| Set task 1 |
Locate every line in the entries below that contains the string "tall", treating uppercase and lowercase letters as distinct, and copy each such line.
#### Extract provided
This morning, after shuffling through the kitchen like a 90 year-old, I wrote this down in my diary.
I’ve had “bad” knees since I was a child, and lately, I’ve found myself angry about it—angry about not being able to run, squat, or sit cross-legged without discomfort.
The other night, I was in so much pain that I swung my legs over the side of my bed and just cried. There was no fix in sight, and the frustration overwhelmed me. In that moment of deep exasperation, I asked my knees: Why is this happening? What is the root of this pain? It felt so much greater than what had physically caused it.
A few years ago, I discovered a strange talent for psychic automatism. I close my eyes, and with my non-dominant hand, I let it move across the paper. When I open my eyes, the lines reveal messages from my subconscious and beyond. There are many ways to divine the self, but this is the one I trust most. I call it "self-divination," because both the imagery and the interpretation come from inside me.
########
#### Data supplied
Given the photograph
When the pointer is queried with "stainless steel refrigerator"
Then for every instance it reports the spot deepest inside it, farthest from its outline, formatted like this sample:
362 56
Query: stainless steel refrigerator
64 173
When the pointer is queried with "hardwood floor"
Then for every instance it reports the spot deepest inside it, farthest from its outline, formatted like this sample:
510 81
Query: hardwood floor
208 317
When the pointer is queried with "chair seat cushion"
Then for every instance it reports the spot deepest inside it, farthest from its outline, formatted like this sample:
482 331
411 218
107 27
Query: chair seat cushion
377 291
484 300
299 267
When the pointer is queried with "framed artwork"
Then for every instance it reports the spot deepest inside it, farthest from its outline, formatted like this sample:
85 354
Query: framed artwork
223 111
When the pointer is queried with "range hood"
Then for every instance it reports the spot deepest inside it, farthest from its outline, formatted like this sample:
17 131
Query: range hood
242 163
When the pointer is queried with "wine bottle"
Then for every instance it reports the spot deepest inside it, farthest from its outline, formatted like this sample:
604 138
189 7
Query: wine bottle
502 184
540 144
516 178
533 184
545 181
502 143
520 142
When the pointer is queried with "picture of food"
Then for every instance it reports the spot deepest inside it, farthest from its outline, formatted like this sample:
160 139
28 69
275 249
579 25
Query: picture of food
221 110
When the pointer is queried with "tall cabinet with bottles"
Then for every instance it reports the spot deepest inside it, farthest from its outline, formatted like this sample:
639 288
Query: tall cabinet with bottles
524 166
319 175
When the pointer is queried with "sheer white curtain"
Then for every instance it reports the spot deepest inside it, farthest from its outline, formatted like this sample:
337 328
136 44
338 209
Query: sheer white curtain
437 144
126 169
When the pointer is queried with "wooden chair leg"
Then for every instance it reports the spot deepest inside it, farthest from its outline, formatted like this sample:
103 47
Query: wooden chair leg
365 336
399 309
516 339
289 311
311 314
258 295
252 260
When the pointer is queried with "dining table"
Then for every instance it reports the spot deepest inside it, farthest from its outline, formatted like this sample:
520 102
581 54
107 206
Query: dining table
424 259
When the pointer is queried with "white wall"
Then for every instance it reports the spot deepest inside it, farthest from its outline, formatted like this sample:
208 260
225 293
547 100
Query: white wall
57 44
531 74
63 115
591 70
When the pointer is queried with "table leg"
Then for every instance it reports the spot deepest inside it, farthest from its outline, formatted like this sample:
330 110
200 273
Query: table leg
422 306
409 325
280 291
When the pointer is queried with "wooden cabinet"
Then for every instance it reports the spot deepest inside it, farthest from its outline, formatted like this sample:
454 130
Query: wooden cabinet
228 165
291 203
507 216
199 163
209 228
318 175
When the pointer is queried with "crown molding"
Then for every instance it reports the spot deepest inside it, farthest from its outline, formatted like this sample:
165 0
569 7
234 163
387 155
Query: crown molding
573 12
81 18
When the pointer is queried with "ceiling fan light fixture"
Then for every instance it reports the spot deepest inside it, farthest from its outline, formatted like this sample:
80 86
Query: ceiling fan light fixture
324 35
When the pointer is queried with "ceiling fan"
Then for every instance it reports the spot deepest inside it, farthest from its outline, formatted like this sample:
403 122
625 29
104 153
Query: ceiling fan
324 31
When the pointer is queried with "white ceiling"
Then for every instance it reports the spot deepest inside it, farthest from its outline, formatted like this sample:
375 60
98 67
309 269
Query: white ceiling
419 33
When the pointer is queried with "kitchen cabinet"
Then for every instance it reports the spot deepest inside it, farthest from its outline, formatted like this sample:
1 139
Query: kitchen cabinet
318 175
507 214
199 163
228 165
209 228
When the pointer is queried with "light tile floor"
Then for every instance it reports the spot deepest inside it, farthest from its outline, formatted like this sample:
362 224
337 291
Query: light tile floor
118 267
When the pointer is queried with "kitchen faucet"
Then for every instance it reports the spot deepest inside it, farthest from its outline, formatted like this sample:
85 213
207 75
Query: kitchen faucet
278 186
########
| Set task 2 |
List the activities that the passage above says the writer cannot do without discomfort.

| Exercise answer 1 |
When the pointer is queried with "tall cabinet with bottles"
Query: tall cabinet with bottles

| Exercise answer 2 |
- Run
- Squat
- Sit cross-legged